YOUR ASSIGNMENT ->
Would you restate every entry that follows, word for word, and leave out the pictures?

GIVEN ENTRIES ->
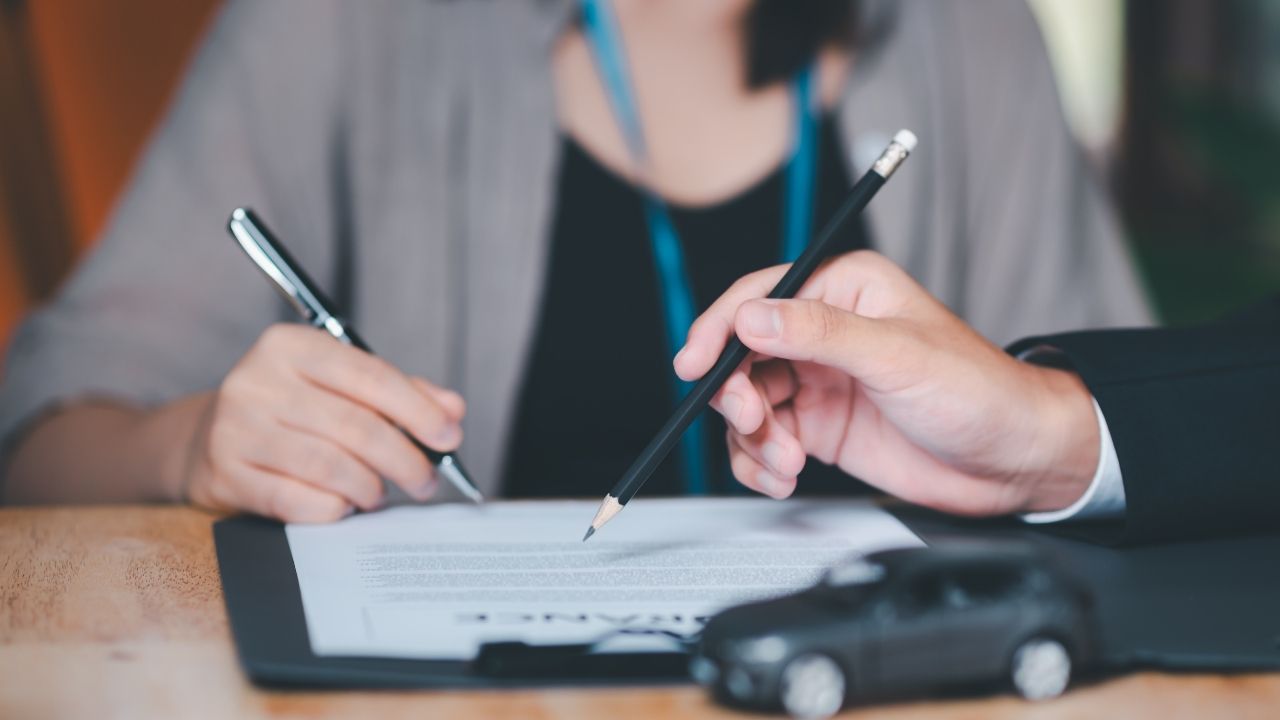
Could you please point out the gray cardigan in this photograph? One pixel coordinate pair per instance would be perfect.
(407, 153)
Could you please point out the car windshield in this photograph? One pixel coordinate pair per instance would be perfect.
(855, 573)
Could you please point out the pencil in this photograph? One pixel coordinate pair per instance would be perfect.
(694, 402)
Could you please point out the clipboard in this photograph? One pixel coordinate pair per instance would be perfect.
(1207, 605)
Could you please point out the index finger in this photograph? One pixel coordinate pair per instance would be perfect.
(382, 387)
(712, 329)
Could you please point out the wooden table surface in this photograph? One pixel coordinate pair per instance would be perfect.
(118, 613)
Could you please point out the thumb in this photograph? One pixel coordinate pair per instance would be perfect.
(816, 332)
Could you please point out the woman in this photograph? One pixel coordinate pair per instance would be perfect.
(466, 180)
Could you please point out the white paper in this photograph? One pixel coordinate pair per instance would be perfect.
(435, 582)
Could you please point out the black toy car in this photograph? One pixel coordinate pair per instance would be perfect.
(903, 621)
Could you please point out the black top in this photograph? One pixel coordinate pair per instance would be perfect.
(599, 381)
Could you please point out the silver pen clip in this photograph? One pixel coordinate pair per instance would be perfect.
(264, 254)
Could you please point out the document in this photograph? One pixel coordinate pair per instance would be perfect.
(437, 582)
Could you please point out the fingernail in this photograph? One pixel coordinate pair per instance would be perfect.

SOLUTION FOR THIS PROBLEM ->
Could you please point out the gray cardigan in this photograph? One pixel coordinate pair per instance would be perfect.
(407, 153)
Could you please point out the car windshield in this photograph? One pixel coordinate pair per instance would be perfect.
(855, 573)
Could you please point out the pencil in this photograph? One pixel coordinate pair per instance would be perfect.
(694, 402)
Could you please point out the clipboard in this photograph? One pixel coordinate pair per instance would be perfect.
(1207, 605)
Could you please point out the index finger in this photograph? One pixel coordinate pair per instance would be perfect.
(382, 387)
(712, 329)
Could you please point out the wooden table surface in this photograph? One pixel coordinate pair per instance would be perfect.
(118, 613)
Could you please point out the thumb in this photograph? One pixel coordinate pair per instance would be perfect.
(816, 332)
Could you please point out the woman in this photograph? One pixel coordinate pair per instance would be perfect.
(466, 180)
Could you please point out the white paper in this photograph? One pixel coordinate pair per instance would be perfect.
(435, 582)
Could you please point out the black toy car in this photograph? One pixel coordinate pair per instance would be perfect.
(903, 621)
Could you please point out the black top in this photograph? One pixel coordinate pair per instance would be perfect.
(599, 381)
Could you please point out the silver pen clip in this photograph? One pixel coordinate pair per instance would be perfect.
(264, 254)
Could you please point out the document in this photograph? One pixel coordinate pair per instance would be perfect.
(437, 582)
Could you please point out the fingernail in this photograph? One pixel coordinate pair per instance would be perfect.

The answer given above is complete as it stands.